» **AIM OF THE TASK**:
Your answer must be an exact copy of the lines from the one holding "Consider the photo above. Spot each instance of the location" through the last line of the entries below, with nothing added.

[[ SUPPLIED DATA open ]]

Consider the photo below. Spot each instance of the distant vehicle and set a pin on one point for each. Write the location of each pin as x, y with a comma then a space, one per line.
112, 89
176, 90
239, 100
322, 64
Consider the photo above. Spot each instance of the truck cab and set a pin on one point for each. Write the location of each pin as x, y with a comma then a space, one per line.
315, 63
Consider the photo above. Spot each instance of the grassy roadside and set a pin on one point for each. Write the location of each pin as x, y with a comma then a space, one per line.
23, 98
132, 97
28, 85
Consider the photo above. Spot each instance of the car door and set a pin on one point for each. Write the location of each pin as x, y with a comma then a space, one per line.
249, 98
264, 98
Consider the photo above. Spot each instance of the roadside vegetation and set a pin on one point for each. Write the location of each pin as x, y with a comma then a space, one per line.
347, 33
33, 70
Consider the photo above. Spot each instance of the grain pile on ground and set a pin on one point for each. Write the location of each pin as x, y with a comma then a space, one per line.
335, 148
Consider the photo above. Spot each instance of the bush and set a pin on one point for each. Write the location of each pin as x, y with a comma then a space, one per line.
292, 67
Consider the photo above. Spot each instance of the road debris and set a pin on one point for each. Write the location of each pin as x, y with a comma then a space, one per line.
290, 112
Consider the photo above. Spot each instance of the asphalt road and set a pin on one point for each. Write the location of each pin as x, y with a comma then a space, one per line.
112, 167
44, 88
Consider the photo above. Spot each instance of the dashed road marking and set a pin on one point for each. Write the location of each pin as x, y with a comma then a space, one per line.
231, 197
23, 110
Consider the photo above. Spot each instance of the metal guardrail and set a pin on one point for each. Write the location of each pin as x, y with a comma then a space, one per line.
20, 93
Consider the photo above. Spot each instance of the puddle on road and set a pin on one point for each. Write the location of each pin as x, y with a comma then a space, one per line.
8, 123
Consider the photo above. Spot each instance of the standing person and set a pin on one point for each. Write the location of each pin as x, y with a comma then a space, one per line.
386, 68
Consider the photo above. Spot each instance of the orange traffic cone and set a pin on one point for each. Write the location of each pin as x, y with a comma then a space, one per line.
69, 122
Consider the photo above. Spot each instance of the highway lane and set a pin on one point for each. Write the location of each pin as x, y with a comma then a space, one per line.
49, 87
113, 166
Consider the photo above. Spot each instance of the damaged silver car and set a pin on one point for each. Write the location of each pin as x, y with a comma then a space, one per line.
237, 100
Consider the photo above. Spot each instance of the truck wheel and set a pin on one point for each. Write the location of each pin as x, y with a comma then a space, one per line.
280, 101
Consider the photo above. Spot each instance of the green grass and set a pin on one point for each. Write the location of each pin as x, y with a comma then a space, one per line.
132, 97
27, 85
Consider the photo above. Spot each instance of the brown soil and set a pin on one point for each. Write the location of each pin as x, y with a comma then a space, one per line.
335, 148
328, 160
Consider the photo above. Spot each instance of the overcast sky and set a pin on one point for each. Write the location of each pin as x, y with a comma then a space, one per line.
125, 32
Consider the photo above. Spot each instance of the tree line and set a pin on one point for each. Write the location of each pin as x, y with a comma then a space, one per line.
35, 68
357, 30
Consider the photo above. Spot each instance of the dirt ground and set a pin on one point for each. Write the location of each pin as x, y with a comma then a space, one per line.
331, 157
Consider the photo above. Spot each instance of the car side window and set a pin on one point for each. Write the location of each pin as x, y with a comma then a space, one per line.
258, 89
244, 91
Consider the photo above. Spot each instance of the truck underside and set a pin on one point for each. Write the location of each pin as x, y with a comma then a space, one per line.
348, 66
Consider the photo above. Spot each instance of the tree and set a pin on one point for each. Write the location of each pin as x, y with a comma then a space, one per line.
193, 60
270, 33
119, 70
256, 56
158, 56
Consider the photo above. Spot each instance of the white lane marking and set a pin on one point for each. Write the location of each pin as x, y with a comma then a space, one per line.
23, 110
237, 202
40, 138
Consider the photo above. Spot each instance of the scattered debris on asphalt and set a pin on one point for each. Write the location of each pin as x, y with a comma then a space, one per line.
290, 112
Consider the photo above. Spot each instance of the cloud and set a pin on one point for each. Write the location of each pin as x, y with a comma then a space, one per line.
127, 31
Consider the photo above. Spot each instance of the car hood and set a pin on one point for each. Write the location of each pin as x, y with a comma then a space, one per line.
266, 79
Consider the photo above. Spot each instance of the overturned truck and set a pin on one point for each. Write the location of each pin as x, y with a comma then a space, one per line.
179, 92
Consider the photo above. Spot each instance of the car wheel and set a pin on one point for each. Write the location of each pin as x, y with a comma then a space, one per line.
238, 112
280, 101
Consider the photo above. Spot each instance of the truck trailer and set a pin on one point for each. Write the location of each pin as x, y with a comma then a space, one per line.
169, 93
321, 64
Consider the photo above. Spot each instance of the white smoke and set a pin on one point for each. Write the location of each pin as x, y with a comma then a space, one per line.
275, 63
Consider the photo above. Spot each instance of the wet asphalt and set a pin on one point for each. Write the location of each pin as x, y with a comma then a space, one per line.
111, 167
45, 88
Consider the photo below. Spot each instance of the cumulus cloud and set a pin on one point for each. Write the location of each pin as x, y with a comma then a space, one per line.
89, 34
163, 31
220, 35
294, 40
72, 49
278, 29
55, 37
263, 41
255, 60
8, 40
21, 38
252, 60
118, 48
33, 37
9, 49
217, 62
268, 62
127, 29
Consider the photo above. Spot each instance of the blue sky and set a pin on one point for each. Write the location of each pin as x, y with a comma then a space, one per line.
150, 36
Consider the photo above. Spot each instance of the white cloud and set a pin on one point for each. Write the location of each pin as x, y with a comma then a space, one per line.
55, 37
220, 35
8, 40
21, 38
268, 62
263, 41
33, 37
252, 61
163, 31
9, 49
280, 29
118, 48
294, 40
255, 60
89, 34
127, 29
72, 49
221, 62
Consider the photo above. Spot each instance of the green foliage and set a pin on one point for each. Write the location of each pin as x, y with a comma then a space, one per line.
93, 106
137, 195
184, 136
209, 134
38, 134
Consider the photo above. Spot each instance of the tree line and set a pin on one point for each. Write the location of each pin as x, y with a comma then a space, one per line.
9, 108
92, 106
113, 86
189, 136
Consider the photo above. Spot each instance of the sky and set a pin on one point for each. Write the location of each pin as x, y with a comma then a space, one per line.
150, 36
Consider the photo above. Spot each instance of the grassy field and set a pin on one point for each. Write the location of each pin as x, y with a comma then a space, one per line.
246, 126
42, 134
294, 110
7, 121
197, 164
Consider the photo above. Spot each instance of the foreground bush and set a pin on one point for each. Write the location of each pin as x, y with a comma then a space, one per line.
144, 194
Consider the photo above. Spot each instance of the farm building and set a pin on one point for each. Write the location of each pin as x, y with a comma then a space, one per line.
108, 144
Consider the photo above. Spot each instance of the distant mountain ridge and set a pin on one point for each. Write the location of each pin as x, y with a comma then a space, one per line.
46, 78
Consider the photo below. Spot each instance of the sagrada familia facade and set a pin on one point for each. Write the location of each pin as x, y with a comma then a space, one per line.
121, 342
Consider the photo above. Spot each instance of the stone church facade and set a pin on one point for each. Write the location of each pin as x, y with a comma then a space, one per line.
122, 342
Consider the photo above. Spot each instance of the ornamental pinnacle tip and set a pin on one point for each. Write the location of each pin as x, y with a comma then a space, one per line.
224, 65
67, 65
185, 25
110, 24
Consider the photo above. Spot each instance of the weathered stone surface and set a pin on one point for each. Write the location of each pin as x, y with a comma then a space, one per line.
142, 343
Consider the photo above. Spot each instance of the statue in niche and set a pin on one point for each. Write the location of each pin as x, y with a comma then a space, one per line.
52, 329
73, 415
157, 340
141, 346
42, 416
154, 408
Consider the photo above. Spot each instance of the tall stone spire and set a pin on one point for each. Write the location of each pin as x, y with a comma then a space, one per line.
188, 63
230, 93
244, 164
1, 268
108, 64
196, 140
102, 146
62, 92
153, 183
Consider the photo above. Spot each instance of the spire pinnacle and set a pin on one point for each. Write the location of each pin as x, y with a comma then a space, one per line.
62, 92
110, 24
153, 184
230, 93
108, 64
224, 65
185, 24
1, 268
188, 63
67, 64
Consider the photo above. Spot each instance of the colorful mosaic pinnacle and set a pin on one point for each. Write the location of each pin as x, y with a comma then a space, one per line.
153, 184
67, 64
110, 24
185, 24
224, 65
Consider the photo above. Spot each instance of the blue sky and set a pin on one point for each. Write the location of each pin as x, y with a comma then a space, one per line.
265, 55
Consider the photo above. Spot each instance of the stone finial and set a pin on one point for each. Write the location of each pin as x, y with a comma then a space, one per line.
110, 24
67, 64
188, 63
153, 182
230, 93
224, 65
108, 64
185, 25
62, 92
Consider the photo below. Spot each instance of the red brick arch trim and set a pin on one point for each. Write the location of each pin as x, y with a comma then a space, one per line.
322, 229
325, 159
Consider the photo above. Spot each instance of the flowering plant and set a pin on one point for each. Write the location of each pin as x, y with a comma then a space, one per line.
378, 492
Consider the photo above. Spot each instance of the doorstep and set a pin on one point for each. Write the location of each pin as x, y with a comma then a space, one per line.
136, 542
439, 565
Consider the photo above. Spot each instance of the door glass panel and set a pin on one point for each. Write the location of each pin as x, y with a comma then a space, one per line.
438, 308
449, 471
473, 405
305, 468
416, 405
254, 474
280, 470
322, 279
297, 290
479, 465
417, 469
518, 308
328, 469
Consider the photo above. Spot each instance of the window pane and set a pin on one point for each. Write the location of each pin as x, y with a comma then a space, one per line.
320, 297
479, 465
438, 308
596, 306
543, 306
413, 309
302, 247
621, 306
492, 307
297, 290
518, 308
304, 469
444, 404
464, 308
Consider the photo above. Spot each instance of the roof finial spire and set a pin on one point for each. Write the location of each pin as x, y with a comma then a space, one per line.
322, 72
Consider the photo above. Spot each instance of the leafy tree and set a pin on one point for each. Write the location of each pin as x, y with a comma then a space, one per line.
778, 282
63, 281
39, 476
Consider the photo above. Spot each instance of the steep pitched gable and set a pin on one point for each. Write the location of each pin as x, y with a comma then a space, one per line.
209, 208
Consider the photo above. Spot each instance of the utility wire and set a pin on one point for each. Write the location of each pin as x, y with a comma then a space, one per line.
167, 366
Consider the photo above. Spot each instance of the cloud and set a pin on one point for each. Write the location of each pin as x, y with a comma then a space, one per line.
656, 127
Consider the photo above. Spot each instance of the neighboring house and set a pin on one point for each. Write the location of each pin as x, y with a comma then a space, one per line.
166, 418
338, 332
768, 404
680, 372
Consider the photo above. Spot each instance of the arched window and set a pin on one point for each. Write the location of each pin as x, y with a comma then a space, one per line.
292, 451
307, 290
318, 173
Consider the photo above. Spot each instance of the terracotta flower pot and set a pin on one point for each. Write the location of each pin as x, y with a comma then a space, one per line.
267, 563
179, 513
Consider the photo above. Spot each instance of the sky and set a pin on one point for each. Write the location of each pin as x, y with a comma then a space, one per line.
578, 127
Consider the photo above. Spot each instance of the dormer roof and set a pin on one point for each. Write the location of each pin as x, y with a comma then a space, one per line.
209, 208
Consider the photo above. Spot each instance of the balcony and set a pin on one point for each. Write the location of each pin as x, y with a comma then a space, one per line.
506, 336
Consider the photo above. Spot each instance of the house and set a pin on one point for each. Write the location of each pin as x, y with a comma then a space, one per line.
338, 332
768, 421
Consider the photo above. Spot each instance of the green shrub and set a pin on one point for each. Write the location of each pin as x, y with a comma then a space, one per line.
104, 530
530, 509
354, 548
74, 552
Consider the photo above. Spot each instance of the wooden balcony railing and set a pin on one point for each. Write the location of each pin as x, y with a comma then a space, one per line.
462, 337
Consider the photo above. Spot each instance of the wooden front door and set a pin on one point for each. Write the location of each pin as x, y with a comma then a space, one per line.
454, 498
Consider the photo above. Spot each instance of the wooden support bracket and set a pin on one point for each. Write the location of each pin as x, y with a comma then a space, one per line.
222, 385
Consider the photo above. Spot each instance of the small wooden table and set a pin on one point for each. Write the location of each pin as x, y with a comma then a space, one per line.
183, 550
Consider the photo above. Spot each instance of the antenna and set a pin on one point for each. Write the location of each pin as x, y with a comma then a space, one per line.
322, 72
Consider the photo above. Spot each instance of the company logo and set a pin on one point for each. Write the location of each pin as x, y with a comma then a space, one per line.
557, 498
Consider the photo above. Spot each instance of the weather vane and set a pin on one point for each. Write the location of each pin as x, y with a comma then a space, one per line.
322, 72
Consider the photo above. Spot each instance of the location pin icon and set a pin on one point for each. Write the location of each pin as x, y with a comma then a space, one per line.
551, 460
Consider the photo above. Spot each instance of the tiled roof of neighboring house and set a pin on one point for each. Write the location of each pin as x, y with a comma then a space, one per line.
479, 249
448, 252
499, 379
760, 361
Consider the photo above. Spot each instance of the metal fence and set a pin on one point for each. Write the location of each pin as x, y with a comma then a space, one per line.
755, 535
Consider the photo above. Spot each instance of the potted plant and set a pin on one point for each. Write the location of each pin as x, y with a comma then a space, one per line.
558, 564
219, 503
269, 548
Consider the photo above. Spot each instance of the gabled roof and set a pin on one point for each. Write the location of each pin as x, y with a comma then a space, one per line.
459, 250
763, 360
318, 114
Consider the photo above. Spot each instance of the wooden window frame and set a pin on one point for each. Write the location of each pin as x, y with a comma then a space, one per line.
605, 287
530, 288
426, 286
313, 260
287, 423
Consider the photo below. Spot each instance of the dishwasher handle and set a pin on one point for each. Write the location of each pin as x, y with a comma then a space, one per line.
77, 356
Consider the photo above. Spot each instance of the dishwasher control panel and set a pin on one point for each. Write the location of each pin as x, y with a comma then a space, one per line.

[[ SUPPLIED DATA closed ]]

» **REPLY TO THE TASK**:
Consider the photo above. Spot each instance of the location pin icon and set a pin on one point for each. Write the location of each pin as x, y with a comma then a space, one per line.
551, 460
Consider the photo above. Spot each instance of the tiled roof of neighboring house and set a pin on one point for each. Write the location of each pin as x, y with a comma then a space, one per line.
479, 249
448, 252
499, 379
760, 361
Consider the photo above. Spot each instance of the metal fence and set a pin on one point for each. Write the location of each pin as x, y with a comma then a space, one per line.
755, 535
Consider the photo above. Spot each instance of the potted plant and set a pin on one point for each. Write the location of each pin as x, y with a comma then a space, one per line.
558, 564
219, 503
269, 548
Consider the photo above. Spot each instance of the gabled roof and set a pin on one point for each. Write the location of each pin as x, y with a comma then a space, one per line.
459, 250
763, 360
318, 114
Consider the photo above. Spot each instance of the wooden window frame and set a pin on one point for each. Write the location of each pin as x, y with a comma then a space, one per line.
605, 287
530, 288
426, 286
313, 260
287, 423
Consider the photo below. Spot each instance of the dishwasher handle and set a pin on one point for each. Write the location of each pin as x, y with a comma then a space, one per line.
77, 356
Consider the photo above. Spot each instance of the dishwasher control panel and set a pin on one point for each. Write the location of each pin as x, y with a comma then a space, one per line.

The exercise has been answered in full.